[[ Task data, beginning ]]
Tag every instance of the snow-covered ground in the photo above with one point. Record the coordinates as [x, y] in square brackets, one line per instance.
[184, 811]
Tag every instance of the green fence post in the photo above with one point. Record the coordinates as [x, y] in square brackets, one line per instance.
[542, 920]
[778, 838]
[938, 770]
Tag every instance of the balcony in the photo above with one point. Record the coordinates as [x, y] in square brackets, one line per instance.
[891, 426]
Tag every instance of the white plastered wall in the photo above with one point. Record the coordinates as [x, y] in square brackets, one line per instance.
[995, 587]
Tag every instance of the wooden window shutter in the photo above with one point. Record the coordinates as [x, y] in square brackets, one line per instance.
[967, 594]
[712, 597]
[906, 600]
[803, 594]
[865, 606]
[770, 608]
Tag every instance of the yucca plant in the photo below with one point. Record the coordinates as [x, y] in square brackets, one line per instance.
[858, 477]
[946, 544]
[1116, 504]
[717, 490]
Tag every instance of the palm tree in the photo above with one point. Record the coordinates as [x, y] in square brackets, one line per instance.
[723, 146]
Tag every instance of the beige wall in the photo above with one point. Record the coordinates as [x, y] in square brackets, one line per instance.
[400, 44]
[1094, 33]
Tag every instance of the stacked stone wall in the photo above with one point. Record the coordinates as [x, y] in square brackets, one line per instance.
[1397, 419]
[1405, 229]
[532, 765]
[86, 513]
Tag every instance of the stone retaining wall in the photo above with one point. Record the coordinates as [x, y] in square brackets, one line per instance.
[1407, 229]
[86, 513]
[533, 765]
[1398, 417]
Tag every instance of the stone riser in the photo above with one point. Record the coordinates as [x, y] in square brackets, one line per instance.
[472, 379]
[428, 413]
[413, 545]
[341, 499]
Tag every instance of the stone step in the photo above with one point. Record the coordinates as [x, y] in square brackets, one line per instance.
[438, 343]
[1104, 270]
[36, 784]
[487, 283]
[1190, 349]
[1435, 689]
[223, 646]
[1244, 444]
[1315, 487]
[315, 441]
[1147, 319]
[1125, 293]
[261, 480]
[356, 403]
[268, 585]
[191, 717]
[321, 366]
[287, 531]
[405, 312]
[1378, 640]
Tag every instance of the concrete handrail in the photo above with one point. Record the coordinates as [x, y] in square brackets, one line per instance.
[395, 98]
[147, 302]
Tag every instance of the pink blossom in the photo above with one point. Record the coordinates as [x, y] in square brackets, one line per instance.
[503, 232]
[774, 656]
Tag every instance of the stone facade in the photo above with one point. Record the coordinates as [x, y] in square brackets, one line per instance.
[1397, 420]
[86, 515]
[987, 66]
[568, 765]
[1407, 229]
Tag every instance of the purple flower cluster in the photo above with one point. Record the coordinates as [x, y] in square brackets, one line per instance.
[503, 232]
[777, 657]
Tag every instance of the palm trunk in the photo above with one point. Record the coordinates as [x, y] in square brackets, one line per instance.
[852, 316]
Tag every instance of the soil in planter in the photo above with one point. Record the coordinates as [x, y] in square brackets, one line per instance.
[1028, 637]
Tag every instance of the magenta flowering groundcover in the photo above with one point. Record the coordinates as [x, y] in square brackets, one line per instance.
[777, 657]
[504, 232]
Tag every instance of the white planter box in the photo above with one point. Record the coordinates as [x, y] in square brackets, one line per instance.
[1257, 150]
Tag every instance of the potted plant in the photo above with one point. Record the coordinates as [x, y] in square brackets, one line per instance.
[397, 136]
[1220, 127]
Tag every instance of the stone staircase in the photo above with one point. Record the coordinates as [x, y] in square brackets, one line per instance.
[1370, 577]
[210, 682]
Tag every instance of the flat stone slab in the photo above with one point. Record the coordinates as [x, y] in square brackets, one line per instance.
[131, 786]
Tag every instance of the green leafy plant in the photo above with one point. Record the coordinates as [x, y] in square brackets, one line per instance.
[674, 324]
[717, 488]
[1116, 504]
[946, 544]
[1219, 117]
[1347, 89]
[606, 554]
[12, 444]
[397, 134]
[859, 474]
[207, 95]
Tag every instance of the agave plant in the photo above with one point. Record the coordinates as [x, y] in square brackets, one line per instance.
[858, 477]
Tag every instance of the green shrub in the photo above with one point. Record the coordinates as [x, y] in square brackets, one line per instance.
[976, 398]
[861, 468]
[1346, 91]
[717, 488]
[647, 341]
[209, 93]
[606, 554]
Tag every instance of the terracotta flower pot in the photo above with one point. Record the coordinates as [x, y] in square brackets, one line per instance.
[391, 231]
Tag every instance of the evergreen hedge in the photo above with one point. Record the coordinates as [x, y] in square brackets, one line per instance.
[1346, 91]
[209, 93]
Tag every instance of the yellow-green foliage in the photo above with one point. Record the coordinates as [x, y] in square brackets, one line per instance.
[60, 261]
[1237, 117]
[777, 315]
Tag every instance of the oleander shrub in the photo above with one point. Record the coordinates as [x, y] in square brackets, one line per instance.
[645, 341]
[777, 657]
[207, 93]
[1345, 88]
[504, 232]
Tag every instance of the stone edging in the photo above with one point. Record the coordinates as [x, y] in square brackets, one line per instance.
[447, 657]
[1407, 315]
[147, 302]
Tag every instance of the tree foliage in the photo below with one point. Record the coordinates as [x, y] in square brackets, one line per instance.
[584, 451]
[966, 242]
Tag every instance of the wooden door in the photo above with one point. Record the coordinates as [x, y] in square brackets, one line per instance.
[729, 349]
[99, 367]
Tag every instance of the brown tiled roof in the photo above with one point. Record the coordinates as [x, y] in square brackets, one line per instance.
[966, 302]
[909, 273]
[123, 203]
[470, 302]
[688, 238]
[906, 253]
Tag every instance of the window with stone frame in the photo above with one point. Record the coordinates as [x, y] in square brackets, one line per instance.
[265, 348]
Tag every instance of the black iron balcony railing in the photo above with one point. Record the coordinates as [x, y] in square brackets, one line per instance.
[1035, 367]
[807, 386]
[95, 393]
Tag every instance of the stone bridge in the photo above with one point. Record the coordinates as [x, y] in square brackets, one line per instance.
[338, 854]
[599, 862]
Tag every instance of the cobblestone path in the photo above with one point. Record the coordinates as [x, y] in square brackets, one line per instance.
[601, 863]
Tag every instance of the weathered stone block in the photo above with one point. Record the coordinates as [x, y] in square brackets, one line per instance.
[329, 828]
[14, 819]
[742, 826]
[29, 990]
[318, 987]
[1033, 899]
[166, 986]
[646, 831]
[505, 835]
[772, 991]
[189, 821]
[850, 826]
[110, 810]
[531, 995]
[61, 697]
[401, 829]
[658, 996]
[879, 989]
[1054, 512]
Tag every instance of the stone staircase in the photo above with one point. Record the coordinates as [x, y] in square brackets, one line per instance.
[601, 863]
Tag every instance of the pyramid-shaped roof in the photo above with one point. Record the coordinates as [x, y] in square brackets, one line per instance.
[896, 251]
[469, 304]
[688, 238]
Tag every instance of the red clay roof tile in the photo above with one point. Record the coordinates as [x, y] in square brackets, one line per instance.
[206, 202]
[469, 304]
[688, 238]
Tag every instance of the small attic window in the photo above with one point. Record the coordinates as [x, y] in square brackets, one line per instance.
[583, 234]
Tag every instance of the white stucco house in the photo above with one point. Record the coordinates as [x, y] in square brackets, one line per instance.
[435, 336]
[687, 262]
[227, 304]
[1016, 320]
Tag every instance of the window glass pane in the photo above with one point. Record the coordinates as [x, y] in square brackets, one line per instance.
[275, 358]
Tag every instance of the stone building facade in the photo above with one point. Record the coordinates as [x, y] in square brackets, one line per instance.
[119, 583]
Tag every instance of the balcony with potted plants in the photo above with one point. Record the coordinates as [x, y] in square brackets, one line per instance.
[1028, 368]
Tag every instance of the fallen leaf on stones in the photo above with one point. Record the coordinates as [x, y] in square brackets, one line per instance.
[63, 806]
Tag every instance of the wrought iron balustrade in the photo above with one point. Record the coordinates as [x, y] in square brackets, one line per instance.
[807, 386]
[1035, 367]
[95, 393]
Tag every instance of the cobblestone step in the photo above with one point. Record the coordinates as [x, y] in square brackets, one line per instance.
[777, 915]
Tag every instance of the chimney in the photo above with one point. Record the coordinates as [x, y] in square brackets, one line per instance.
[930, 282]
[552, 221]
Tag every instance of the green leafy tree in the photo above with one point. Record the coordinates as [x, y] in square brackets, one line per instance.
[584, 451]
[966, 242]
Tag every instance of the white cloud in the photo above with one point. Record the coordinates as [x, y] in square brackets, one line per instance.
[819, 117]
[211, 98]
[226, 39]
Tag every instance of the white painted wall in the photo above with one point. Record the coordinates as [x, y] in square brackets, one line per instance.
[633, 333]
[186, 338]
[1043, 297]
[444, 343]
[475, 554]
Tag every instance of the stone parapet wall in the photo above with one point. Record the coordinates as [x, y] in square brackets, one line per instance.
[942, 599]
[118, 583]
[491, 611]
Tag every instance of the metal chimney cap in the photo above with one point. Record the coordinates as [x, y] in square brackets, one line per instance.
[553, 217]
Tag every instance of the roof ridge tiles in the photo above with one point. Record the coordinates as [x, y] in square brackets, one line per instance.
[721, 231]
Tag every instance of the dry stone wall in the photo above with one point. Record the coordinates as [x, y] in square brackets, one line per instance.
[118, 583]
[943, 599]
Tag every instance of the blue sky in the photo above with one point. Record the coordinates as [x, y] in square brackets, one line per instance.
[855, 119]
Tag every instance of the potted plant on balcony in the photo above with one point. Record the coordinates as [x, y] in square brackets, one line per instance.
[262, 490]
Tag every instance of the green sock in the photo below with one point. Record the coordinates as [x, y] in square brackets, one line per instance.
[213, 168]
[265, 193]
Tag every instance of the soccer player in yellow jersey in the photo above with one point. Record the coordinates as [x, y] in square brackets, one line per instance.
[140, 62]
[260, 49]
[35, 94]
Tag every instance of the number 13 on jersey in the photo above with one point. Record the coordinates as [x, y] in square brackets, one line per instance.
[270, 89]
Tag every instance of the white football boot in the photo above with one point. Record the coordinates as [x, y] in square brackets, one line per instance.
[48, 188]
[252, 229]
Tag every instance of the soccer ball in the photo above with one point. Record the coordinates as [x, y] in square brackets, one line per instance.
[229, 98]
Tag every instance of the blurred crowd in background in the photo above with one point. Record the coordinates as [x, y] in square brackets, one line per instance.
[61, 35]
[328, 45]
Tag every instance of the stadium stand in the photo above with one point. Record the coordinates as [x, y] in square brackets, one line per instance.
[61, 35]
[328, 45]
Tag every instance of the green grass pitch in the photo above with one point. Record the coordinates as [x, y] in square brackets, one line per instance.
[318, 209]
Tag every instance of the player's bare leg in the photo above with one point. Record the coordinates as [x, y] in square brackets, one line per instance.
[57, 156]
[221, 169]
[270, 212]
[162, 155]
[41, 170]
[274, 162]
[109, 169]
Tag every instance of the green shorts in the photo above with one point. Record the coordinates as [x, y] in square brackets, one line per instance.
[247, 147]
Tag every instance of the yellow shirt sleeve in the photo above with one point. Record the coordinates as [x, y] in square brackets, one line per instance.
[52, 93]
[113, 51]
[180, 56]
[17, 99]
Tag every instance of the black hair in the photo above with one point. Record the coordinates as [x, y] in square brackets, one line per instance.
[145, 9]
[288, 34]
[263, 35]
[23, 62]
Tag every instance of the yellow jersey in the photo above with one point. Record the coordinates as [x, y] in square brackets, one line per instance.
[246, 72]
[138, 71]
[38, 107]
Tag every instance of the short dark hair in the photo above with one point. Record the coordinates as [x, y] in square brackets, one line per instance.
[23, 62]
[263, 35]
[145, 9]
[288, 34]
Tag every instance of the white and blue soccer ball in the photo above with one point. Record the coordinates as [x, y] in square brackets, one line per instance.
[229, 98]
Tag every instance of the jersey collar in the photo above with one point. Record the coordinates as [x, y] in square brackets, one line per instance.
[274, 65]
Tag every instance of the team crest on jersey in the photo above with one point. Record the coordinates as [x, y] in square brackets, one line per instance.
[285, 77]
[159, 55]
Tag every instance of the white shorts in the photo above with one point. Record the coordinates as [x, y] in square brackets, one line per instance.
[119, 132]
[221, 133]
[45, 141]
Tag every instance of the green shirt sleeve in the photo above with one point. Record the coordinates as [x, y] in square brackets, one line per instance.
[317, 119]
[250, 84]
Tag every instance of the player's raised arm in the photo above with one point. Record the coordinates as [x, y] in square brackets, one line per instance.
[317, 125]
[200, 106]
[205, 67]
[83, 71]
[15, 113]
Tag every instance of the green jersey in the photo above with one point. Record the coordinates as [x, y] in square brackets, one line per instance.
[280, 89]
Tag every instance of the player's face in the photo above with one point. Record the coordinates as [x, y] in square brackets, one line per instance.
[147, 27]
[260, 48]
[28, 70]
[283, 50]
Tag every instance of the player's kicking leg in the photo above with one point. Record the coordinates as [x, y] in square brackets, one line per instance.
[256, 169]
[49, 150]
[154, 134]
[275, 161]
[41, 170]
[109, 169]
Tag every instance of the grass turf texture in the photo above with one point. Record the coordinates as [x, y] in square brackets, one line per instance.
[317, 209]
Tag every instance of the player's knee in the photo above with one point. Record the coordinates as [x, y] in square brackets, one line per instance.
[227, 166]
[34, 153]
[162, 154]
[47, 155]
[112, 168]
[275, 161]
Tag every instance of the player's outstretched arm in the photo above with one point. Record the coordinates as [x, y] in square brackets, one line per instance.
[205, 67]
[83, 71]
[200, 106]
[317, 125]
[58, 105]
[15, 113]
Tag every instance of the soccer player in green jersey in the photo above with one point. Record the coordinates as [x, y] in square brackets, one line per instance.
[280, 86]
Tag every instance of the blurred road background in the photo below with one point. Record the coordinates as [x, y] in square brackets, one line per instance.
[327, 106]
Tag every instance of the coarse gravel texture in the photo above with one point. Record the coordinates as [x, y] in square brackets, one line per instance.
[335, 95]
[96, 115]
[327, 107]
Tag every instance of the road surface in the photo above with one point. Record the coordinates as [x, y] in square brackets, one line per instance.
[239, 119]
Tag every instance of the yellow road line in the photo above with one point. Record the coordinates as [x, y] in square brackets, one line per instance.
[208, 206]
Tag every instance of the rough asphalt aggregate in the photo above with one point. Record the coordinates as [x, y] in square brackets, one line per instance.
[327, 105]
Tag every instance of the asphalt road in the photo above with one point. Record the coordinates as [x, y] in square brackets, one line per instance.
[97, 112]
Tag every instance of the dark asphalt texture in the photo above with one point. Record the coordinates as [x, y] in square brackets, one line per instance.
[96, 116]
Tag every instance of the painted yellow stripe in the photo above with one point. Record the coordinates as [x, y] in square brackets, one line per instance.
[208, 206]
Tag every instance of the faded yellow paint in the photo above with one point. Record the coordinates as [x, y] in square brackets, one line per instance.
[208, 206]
[[ Task data, end ]]
Your reply must contain the line with "Tag every instance of the faded" and each later line of the material, word for word, and nothing else.

- Task output
Tag every instance of the faded yellow paint in the photo above with one point. Record the coordinates as [x, y] in square brackets, one line per instance.
[208, 206]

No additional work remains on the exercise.